====== RECORD SET

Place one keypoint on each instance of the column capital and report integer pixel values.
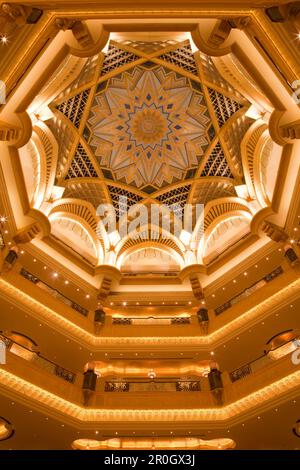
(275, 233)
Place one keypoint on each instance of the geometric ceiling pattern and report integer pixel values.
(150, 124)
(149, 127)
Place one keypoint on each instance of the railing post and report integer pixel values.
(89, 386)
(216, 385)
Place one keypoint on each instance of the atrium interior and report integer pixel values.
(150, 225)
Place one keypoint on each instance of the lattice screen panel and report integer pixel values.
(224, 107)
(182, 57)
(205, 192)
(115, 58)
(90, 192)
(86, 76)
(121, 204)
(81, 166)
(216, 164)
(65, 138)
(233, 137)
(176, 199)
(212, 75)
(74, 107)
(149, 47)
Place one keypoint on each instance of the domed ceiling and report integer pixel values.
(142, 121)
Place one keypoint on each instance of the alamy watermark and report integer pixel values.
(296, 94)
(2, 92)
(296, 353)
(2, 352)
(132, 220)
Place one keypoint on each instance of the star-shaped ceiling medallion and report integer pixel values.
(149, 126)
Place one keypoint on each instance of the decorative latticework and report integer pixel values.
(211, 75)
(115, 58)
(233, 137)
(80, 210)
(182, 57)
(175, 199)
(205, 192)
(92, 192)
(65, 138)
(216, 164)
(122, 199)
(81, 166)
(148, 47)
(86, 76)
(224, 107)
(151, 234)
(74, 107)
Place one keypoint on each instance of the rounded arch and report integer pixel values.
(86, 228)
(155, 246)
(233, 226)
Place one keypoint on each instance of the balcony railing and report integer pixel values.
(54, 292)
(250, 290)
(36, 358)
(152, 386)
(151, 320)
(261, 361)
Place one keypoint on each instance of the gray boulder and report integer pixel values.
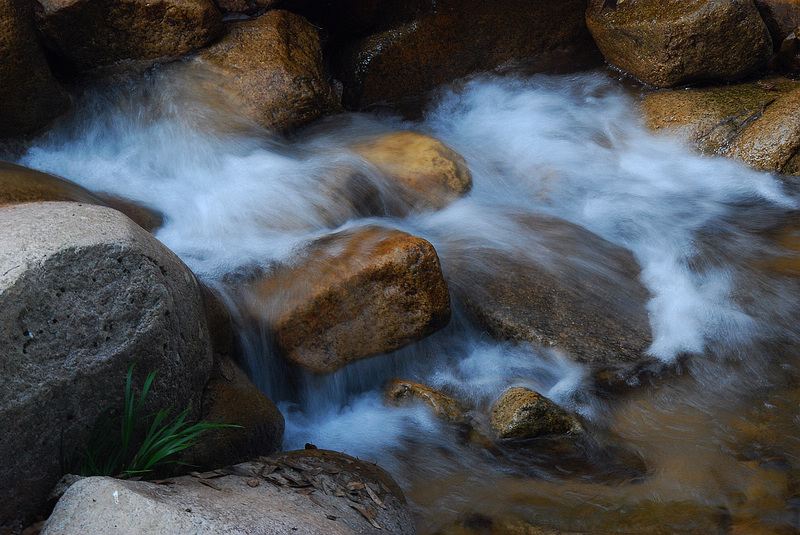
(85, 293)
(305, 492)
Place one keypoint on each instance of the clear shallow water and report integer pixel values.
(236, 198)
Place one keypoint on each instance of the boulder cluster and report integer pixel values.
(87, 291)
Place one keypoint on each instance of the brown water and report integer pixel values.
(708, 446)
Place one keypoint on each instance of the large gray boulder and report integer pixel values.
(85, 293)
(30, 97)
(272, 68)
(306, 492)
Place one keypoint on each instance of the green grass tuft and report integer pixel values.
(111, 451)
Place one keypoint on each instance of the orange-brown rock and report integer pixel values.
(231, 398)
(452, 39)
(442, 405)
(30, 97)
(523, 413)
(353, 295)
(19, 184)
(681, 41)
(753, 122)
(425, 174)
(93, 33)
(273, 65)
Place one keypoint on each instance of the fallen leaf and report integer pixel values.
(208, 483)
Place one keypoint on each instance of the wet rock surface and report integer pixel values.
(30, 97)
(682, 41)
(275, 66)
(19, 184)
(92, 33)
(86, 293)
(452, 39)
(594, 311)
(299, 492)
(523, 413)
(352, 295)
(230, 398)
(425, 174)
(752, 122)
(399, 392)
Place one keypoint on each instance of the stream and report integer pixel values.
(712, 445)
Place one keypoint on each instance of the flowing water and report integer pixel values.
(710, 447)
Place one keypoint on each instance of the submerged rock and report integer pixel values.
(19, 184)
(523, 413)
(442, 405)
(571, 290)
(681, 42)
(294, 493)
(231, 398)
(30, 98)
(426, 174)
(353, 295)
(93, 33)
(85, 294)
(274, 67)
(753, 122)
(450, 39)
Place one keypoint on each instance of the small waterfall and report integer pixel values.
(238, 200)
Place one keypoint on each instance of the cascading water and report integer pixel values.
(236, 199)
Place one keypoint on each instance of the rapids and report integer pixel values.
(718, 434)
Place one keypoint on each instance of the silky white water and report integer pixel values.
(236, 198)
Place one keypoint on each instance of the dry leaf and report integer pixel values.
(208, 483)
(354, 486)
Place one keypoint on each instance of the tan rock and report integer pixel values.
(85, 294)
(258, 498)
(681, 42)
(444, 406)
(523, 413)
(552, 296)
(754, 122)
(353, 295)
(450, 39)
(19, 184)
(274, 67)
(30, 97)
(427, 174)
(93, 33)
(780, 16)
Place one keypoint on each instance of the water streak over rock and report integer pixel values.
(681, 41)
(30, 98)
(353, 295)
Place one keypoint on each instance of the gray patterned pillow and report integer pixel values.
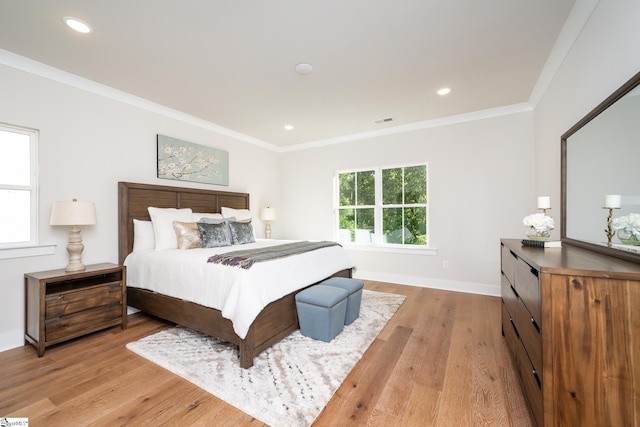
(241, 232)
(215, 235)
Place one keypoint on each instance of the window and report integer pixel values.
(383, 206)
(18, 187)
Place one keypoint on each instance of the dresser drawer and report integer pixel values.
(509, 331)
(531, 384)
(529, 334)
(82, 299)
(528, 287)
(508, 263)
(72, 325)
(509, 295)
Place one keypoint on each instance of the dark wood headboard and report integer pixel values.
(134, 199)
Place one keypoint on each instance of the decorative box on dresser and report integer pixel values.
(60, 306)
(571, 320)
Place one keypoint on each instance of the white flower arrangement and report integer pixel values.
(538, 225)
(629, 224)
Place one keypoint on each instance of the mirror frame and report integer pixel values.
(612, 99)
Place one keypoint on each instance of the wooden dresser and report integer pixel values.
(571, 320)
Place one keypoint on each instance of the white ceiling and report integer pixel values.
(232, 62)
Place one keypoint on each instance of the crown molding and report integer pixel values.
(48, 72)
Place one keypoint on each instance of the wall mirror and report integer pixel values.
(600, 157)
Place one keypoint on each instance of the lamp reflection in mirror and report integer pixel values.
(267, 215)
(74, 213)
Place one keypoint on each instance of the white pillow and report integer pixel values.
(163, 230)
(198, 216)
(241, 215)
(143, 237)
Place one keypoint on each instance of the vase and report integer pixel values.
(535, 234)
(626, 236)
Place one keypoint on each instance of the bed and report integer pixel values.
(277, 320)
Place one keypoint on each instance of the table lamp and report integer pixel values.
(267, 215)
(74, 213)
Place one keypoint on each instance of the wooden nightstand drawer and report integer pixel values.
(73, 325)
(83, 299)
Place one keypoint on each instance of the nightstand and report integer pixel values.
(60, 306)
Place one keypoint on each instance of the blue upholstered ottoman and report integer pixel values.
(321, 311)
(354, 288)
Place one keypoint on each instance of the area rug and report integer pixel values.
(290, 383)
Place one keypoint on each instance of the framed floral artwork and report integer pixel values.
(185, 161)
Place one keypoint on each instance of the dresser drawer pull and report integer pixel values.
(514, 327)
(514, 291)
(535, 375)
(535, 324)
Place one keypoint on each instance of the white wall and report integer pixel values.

============

> STATED PROBLEM: Give the entries again word for word, but skip the pictures.

> WORKED SOLUTION:
Place one keypoint on each instance of the column capital and report integer pixel values.
(275, 233)
Place one keypoint on each instance of the geometric ceiling pattern and report integer pixel values.
(150, 124)
(149, 127)
Place one keypoint on each instance of the railing post and report integer pixel values.
(89, 386)
(216, 385)
Place one keypoint on each instance of the atrium interior and report integer pixel values.
(150, 225)
Place one keypoint on each instance of the lattice screen panel and report integer pixel values.
(224, 107)
(182, 57)
(205, 192)
(115, 58)
(90, 192)
(86, 76)
(121, 204)
(81, 166)
(216, 164)
(65, 138)
(233, 137)
(176, 199)
(212, 75)
(74, 107)
(149, 47)
Place one keypoint on each instance of the domed ceiling and report integer pixel values.
(142, 121)
Place one keypoint on each instance of the alamy watermark and report integer pixel values.
(296, 94)
(2, 92)
(296, 353)
(2, 352)
(132, 220)
Place one keypoint on each instance of the star-shaped ceiling medallion and report integer pixel values.
(149, 126)
Place one keypoint on each instance of the decorative latticework and report integer pixel values.
(211, 75)
(115, 58)
(233, 137)
(80, 210)
(182, 57)
(175, 199)
(205, 192)
(92, 192)
(65, 138)
(216, 164)
(122, 199)
(81, 166)
(148, 47)
(86, 76)
(224, 107)
(151, 234)
(74, 107)
Place one keypoint on each instance of the rounded arch and report integer pixel values.
(86, 228)
(155, 246)
(233, 226)
Place one keypoint on each instance of the balcony railing and report integer pixel values.
(54, 292)
(250, 290)
(36, 358)
(152, 386)
(151, 320)
(261, 361)
Place one keypoint on each instance of the gray boulder and report integer pixel values.
(85, 293)
(305, 492)
Place one keypoint on each instance of the clear shallow water and report integer pixel values.
(236, 198)
Place one keypoint on each instance of the boulder cluster and report integer pixel values.
(87, 291)
Place one keypoint on each instance of the brown water and report integer pixel values.
(708, 446)
Place one keypoint on each instance of the large gray boulder and report integer pixel values.
(85, 293)
(30, 97)
(272, 68)
(306, 492)
Place one keypoint on each instance of the green grass tuft and report integer pixel values.
(111, 451)
Place one keypoint on each instance of the orange-brown rock and report integer pixel values.
(231, 398)
(452, 39)
(442, 405)
(30, 97)
(523, 413)
(353, 295)
(19, 184)
(681, 41)
(753, 122)
(425, 174)
(93, 33)
(273, 65)
Place one keypoint on each instance of the fallen leaf and report integer pixel values.
(208, 483)
Place one keypoint on each instance of the wet rock surface and report integer pixel values.
(30, 97)
(682, 41)
(275, 66)
(19, 184)
(92, 33)
(86, 293)
(452, 39)
(594, 311)
(299, 492)
(523, 413)
(352, 295)
(230, 398)
(425, 174)
(752, 122)
(399, 392)
Place one keypoint on each instance of the stream and report integer pixel values.
(712, 445)
Place one keypoint on each instance of the flowing water and report integer pixel values.
(710, 447)
Place one keypoint on each instance of the submerged rock and report integer pixel values.
(19, 184)
(523, 413)
(442, 405)
(571, 290)
(681, 42)
(294, 493)
(231, 398)
(30, 98)
(426, 174)
(353, 295)
(93, 33)
(85, 294)
(274, 67)
(753, 122)
(450, 39)
Place one keypoint on each instance of the small waterfall and report integer pixel values.
(238, 200)
Place one keypoint on each instance of the cascading water and report integer pixel values.
(236, 199)
Place one keypoint on each instance of the rapids and report integer pixel values.
(718, 434)
Place one keypoint on each instance of the silky white water and report integer pixel values.
(236, 198)
Place one keypoint on each instance of the dry leaf and report integer pixel values.
(208, 483)
(354, 486)
Place one keypoint on each instance of the tan rock and report integer pixel values.
(85, 294)
(258, 498)
(681, 42)
(444, 406)
(523, 413)
(552, 296)
(754, 122)
(353, 295)
(450, 39)
(19, 184)
(274, 67)
(30, 97)
(427, 174)
(93, 33)
(780, 16)
Place one keypoint on each instance of the water streak over rock and report integer pixel values.
(681, 41)
(30, 98)
(353, 295)
Place one keypoint on each instance of the gray patterned pillow and report integer pixel values.
(241, 232)
(215, 235)
Place one keypoint on each instance of the window and report integer pixel values.
(383, 206)
(18, 187)
Place one keypoint on each instance of the dresser drawer and report integer pixel values.
(509, 331)
(531, 384)
(529, 334)
(82, 299)
(528, 287)
(508, 263)
(72, 325)
(509, 295)
Place one keypoint on each instance of the dark wood headboard and report integer pixel values.
(134, 199)
Place one keypoint on each instance of the decorative box on dresser and report integer pixel values.
(60, 306)
(571, 320)
Place one keypoint on each instance of the white flower arrangement and report integer pixel values.
(538, 225)
(629, 224)
Place one keypoint on each instance of the mirror frame and report integer pixel values.
(612, 99)
Place one keypoint on each instance of the wooden dresser and report integer pixel values.
(571, 320)
Place one keypoint on each instance of the white ceiling and report integer pixel values.
(232, 62)
Place one keypoint on each instance of the crown molding and report integer pixel values.
(48, 72)
Place one keypoint on each instance of the wall mirror and report integer pixel values.
(600, 157)
Place one keypoint on each instance of the lamp reflection in mirror and report integer pixel values.
(267, 215)
(74, 213)
Place one keypoint on each instance of the white pillow and report integer pixel values.
(163, 230)
(198, 216)
(241, 215)
(143, 237)
Place one keypoint on each instance of the vase and report integer pixel values.
(535, 234)
(626, 236)
Place one keypoint on each instance of the bed and report integer pixel values.
(277, 320)
Place one keypoint on each instance of the table lamp and report integer pixel values.
(267, 215)
(74, 213)
Place one keypoint on each instance of the wooden nightstand drawer and report integer pixel values.
(73, 325)
(83, 299)
Place one keypoint on each instance of the nightstand and report integer pixel values.
(60, 306)
Place one keypoint on each instance of the blue upholstered ottoman and report integer pixel values.
(321, 311)
(354, 288)
Place one keypoint on each instance of the area rug and report integer pixel values.
(290, 383)
Place one keypoint on each instance of the framed floral artwork and report integer pixel values.
(185, 161)
Place one keypoint on each instance of the dresser drawer pull and report integer pixel values.
(514, 327)
(514, 291)
(535, 375)
(535, 324)
Place one keypoint on each instance of the white wall and report integer pixel values.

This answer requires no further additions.